>> Begin Passage
December 1, 2020

The Council

Proclaiming the truth to the world.

Pastor Tom Hicks wrote an article on the issue of Theonomy. I am going to share a response from Chris Matthew and Garcia:

https://pastortomhicks.com/2020/11/17/why-is-theonomy-unbiblical/

Theonomy, in the technical sense, teaches that the underlying principles of Old Covenant judicial laws are the universal moral standard of civil law for all Gentile nations, unless a law is specifically abrogated by the New Testament.

Of course, this “teaching” is nothing more than the confessional witness apropos the issue. In the About section of the site, Tom claims to hold to the 1689 confession as a “faithful summary of biblical teaching.” The confession teaches thusly, “To them also he gave sundry judicial laws, which expired together with the state of that people, not obliging any now by virtue of that institution; their general equity only being of moral use.” The contemporary use of the term, “general equity”, referred to the basic principle of equity underlying some casuistic law. The marrow of the law, in other words. And does the general equity in any way pertain to the civil law of nations? It surely must, for what else does it mean to speak of the general equity of the Mosaic civil law? It may indeed have applications beyond the civil sphere (viz., personal, ecclesiastical, and so forth), but this does not, and cannot, negate the primacy of the laws’ essentially civil character.

 

The basic presupposition of theonomy is that God gave the judicial law to the nation of Israel as a universal law of perfect justice for all nations because it is a perfect reflection of God’s own moral character.

More specifically, the civil law is a perfect reflection of God’s own moral character applied to the temporal affairs of men and the execution of justice by the State. Scripture testifies to this in numerous places, and chiefly in [Deut. 4:5-8].
>> End Passage
>> Begin Stored records
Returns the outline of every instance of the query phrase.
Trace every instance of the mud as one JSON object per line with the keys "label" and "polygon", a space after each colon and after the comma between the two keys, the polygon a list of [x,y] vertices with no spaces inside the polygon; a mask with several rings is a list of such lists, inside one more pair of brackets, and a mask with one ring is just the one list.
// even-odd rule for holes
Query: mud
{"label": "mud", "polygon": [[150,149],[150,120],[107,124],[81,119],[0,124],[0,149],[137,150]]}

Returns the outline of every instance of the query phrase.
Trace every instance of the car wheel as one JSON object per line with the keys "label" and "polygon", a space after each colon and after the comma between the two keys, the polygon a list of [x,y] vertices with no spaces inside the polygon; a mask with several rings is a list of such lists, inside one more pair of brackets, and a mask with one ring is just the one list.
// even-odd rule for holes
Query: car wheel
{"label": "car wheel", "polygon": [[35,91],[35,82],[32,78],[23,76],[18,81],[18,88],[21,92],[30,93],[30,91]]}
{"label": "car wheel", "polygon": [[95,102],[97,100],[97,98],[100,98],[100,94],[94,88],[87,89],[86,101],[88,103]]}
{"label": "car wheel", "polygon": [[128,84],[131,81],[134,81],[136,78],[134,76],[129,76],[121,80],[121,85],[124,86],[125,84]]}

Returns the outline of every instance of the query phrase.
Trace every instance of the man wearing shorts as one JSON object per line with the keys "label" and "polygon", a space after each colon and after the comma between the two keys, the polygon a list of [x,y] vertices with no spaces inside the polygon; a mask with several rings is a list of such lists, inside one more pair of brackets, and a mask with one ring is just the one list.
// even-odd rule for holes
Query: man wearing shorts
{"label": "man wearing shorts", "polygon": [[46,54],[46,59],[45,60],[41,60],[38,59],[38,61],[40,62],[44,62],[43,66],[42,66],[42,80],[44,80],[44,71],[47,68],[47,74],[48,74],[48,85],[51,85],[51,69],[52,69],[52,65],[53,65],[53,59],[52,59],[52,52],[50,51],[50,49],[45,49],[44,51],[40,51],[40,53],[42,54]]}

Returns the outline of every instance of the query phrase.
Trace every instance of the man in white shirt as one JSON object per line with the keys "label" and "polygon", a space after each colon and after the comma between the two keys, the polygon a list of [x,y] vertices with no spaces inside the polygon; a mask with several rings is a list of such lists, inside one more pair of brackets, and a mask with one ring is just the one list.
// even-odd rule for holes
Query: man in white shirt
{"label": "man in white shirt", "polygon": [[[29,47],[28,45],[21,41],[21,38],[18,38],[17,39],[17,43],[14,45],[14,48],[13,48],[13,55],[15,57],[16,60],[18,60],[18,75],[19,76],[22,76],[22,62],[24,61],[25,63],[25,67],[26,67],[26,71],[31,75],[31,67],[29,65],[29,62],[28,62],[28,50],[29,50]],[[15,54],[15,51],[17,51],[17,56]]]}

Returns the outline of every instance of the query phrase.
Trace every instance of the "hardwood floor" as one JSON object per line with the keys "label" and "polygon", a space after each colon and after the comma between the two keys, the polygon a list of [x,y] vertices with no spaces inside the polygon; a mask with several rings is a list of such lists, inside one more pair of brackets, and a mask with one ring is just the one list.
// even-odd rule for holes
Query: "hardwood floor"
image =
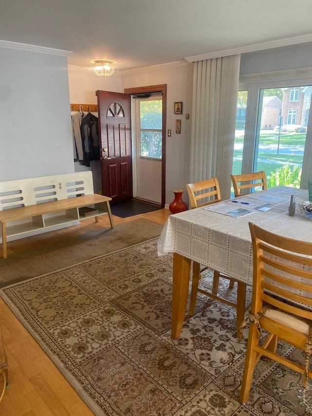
>> End Stored records
Given exercise 1: According to the theonomy post, which confession does Tom Hicks claim to hold to?
Given exercise 2: Write out the theonomy post from "Theonomy, in the" to "the New Testament.".
None of the lines are needed for this work.

Task solution 1: The 1689 confession.

Task solution 2:
Theonomy, in the technical sense, teaches that the underlying principles of Old Covenant judicial laws are the universal moral standard of civil law for all Gentile nations, unless a law is specifically abrogated by the New Testament.